[Data records]
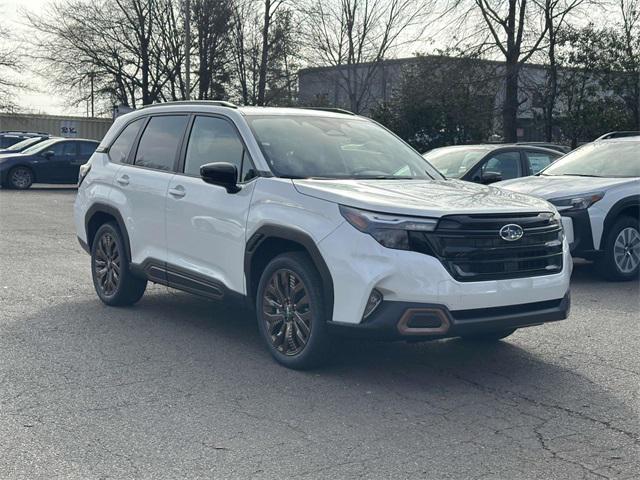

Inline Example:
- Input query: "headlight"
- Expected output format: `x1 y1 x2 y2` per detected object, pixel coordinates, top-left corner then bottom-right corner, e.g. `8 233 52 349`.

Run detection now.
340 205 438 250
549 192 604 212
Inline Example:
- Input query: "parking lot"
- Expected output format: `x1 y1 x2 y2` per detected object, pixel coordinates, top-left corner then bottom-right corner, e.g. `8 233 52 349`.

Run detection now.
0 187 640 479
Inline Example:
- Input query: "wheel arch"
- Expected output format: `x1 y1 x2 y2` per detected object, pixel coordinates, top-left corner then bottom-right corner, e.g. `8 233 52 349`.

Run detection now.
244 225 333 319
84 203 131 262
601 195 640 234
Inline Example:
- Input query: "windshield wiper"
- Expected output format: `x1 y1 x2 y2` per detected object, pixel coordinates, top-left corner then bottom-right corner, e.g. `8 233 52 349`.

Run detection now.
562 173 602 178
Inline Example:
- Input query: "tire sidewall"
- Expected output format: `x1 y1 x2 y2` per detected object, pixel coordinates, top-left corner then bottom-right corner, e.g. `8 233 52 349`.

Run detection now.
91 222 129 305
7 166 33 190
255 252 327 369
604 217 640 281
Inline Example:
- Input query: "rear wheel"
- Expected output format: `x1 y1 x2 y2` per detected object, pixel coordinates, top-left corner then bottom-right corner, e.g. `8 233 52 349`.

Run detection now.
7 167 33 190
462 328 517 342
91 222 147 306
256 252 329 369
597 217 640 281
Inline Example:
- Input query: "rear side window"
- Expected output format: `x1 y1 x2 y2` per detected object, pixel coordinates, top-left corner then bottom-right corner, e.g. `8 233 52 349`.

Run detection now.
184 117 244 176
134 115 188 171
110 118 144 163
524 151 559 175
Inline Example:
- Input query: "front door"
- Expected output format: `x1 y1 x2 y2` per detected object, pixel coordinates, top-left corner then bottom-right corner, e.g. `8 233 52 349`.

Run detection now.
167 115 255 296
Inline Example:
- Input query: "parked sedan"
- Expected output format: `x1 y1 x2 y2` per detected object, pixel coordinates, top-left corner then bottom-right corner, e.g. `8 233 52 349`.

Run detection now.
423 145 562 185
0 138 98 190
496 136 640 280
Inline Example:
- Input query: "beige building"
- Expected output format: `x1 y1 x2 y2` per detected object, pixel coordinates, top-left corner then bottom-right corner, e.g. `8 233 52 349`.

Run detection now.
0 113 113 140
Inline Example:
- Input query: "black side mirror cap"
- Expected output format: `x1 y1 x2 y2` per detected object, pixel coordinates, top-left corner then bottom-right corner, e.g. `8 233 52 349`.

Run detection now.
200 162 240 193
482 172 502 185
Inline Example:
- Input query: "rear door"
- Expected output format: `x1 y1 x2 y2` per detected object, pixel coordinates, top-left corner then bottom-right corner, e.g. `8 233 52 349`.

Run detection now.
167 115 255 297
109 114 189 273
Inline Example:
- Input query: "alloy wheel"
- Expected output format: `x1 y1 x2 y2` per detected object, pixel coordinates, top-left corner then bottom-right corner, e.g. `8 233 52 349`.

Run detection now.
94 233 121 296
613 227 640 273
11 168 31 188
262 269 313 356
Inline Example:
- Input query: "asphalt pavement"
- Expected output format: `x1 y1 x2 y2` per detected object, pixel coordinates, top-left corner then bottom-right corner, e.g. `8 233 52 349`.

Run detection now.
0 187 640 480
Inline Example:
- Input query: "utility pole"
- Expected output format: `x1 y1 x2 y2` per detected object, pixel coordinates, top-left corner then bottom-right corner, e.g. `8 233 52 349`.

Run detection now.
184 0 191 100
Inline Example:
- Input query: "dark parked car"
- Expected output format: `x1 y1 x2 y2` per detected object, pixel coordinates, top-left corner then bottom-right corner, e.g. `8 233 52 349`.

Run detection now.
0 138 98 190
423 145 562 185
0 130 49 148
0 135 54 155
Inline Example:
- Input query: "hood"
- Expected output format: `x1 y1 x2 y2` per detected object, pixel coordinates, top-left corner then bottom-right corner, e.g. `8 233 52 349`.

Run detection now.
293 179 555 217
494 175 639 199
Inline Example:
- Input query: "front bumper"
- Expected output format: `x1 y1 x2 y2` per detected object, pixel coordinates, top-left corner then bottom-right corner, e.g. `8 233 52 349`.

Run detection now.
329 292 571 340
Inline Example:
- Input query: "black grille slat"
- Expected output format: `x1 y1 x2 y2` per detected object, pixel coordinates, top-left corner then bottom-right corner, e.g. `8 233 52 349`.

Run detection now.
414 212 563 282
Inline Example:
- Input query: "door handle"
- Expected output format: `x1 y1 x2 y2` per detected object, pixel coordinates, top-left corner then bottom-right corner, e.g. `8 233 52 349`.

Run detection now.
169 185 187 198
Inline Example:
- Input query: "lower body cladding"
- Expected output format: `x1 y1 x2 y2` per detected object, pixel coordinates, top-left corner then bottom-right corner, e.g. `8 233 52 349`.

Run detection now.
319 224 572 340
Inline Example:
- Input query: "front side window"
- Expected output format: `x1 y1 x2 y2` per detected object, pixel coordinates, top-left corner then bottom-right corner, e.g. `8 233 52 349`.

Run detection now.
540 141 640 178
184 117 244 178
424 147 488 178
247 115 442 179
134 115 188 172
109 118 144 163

Objective: Filter the entries above down to the lines that contain the string "window", and copy each of those lines.

Response below:
- Input query: "rear side window"
- Input query: "front side window"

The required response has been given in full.